### Document section
"""
The result is that people die.
The passage of Palestinians from Gaza to Israel, the West Bank or East Jerusalem has always entailed bureaucratic tribulations fraught with despair. But as if that weren’t enough, in the past few months, the lives of cancer patients in the Strip have become more hellish than ever. Two new ordeals are compounding the old ones: the spread of the coronavirus, which requires everyone who leaves Gaza for treatment in Israel to enter a three-week isolation period when they return home – time not always available to cancer patients, who need more treatments – and, even worse, the cessation of coordination between the Palestinian Authority and Israel.
The cancer patients of the Gaza Strip are the grimmest victim of that Palestinian decision. In some cases they pay for it with their life.
"""
### Brief
Carry the passage on Gaza's cancer patients forward from its final sentence. The records that follow are separate material and have no connection to the passage.

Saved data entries
"""
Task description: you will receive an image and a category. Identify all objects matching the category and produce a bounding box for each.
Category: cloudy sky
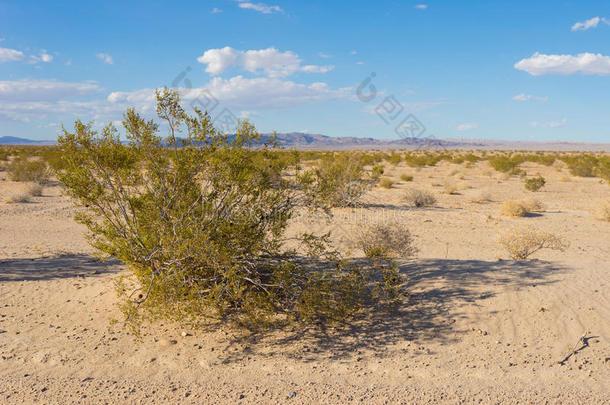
[0,0,610,142]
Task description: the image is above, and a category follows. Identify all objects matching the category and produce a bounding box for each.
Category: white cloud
[572,17,610,31]
[0,48,53,64]
[515,52,610,76]
[457,122,479,131]
[0,76,354,121]
[301,65,335,73]
[513,93,549,101]
[95,52,114,65]
[0,48,25,63]
[237,0,284,14]
[197,46,333,78]
[0,80,103,101]
[530,118,568,128]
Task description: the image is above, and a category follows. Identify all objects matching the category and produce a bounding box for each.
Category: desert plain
[0,153,610,404]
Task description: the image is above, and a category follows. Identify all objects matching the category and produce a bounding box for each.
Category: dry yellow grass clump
[500,198,544,217]
[404,189,436,208]
[354,223,417,259]
[469,190,491,204]
[4,190,32,204]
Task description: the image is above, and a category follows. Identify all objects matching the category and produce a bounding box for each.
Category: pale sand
[0,159,610,404]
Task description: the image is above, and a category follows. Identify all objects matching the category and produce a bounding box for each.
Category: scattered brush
[400,174,413,181]
[470,191,491,204]
[26,183,44,197]
[404,189,436,208]
[379,177,394,188]
[443,180,457,194]
[498,227,568,260]
[355,223,417,259]
[500,200,528,217]
[519,198,544,212]
[525,176,546,191]
[500,198,544,217]
[5,190,32,204]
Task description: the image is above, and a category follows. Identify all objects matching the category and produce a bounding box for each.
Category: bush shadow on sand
[0,254,121,283]
[223,259,564,363]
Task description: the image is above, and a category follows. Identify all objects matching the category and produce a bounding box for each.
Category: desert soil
[0,162,610,404]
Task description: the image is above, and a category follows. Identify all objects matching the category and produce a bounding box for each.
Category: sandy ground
[0,159,610,404]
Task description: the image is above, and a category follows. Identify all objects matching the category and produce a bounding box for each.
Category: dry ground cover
[0,149,610,404]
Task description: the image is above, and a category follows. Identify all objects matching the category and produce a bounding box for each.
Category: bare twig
[558,331,587,366]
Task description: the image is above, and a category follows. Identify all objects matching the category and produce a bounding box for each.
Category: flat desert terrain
[0,158,610,404]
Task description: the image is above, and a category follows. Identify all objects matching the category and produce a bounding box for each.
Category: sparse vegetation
[298,153,375,210]
[404,189,436,208]
[443,180,458,194]
[26,183,44,197]
[498,227,568,260]
[4,188,32,204]
[519,198,544,212]
[469,191,491,204]
[500,200,527,217]
[57,89,400,333]
[356,223,417,259]
[7,156,51,184]
[525,176,546,191]
[379,177,394,188]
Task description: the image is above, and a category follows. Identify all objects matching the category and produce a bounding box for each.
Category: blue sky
[0,0,610,142]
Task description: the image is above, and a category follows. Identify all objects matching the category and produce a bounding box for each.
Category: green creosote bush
[525,176,546,191]
[57,88,400,335]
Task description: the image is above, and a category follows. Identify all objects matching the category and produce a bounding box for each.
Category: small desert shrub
[57,88,400,333]
[379,177,394,188]
[356,223,417,259]
[371,165,385,180]
[404,189,436,208]
[470,191,491,203]
[7,156,51,184]
[4,189,32,204]
[443,180,458,194]
[498,227,568,260]
[525,176,546,191]
[298,153,375,210]
[489,156,522,174]
[500,200,527,217]
[26,183,44,197]
[386,153,402,166]
[519,198,544,212]
[594,199,610,221]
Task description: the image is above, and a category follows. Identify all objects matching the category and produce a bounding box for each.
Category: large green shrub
[58,89,400,331]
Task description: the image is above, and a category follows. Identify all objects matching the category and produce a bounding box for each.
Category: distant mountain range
[0,132,610,152]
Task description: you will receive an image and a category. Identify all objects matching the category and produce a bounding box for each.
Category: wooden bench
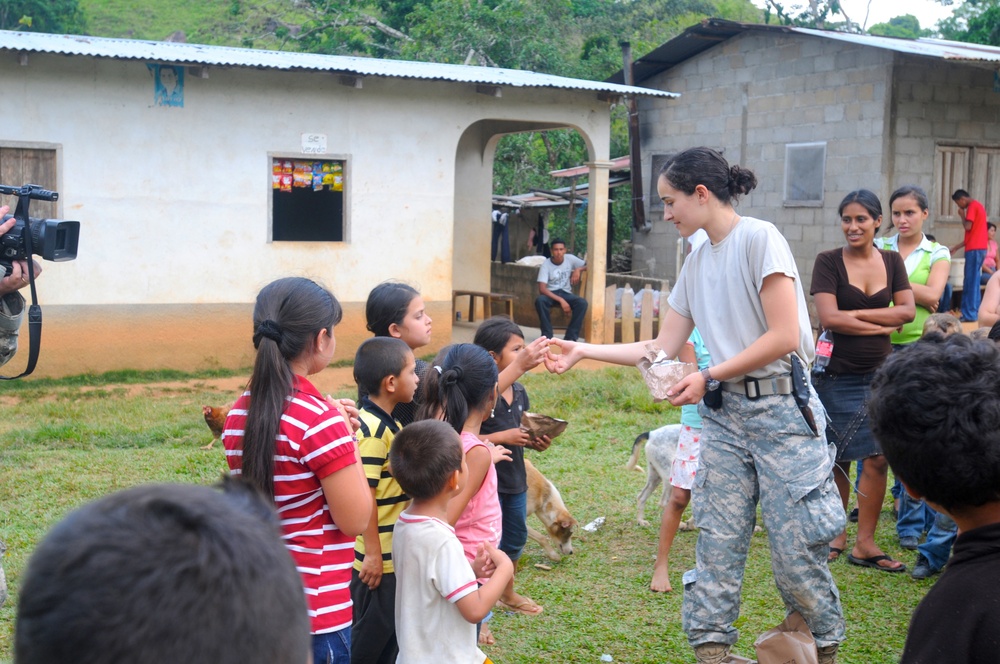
[451,290,514,323]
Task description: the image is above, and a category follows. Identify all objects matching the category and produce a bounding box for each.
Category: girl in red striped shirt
[222,277,372,664]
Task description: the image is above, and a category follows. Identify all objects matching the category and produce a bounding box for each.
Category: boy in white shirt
[389,420,514,664]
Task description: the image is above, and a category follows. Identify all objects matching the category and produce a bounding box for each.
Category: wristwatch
[701,367,721,392]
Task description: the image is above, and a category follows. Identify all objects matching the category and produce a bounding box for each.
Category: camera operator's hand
[0,205,42,297]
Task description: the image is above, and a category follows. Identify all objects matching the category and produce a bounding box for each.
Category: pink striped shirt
[222,376,355,634]
[455,431,508,562]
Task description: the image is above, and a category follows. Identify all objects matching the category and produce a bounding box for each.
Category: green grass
[0,369,933,664]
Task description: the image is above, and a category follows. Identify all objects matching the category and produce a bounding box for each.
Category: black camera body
[0,184,80,276]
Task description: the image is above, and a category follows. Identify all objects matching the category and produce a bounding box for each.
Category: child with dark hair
[422,344,510,645]
[358,281,431,426]
[473,316,552,616]
[222,277,372,664]
[14,481,310,664]
[351,337,419,664]
[869,335,1000,664]
[389,420,514,664]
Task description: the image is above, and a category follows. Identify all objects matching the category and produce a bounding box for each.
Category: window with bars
[0,144,59,219]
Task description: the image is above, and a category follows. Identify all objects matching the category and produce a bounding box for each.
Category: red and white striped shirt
[222,376,356,634]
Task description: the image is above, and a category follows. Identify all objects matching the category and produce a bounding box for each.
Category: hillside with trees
[0,0,1000,250]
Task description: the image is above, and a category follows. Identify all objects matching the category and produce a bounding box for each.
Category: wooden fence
[604,284,670,343]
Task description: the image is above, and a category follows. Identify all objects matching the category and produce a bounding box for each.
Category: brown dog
[524,459,577,560]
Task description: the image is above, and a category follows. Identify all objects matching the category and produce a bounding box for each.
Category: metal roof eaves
[792,28,1000,63]
[0,30,680,97]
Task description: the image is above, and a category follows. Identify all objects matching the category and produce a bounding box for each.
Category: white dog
[625,424,695,530]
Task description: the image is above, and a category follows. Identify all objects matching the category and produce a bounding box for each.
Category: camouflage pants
[682,392,845,646]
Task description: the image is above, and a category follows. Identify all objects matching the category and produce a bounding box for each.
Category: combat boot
[816,643,840,664]
[694,643,729,664]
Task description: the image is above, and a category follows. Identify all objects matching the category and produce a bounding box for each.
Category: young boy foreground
[870,335,1000,664]
[389,420,514,664]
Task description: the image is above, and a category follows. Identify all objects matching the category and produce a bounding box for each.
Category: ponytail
[428,344,498,433]
[242,277,343,500]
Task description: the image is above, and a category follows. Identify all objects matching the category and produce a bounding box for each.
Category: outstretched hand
[545,339,583,374]
[514,337,551,373]
[326,394,361,432]
[667,371,708,406]
[486,439,511,465]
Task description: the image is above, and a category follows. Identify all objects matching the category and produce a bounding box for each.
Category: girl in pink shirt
[417,344,510,644]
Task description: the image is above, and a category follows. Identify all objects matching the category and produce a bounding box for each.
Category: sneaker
[816,643,840,664]
[910,553,941,580]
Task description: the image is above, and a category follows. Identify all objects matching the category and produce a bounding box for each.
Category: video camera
[0,184,80,276]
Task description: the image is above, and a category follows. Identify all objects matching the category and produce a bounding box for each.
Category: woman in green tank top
[875,185,951,346]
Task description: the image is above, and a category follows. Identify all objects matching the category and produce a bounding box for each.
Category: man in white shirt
[535,238,587,341]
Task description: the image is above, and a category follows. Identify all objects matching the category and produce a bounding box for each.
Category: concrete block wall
[886,54,1000,249]
[633,31,892,300]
"""
### Result of this task
The only Palestinian radiation-therapy unit is located in Augusta Victoria Hospital in East Jerusalem. The diagnostic means and the treatment available in the hospital are also state-of-the-art, including a PET-CT imaging system. In the past few months, in the wake of its decision to end coordination with Israel – following the announcement of Trump’s “peace plan” and other developments – the PA has no longer been dealing with the transfer of patients from the Strip to Israel or to East Jerusalem. The hospital has thus taken that task upon itself, and now deals with Israeli officials to obtain the necessary authorization and to coordinate the transfer.This magnificent hospital atop the Mount of Olives, which is owned by the Lutheran World Federation, was built a little over a century ago by Emperor Wilhelm II of Germany in honor of his wife, Augusta Victoria, as a hostel for pilgrims and a sanatorium for malaria patients. It has now mobilized to save the lives of Gazans ill with cancer, more than ever.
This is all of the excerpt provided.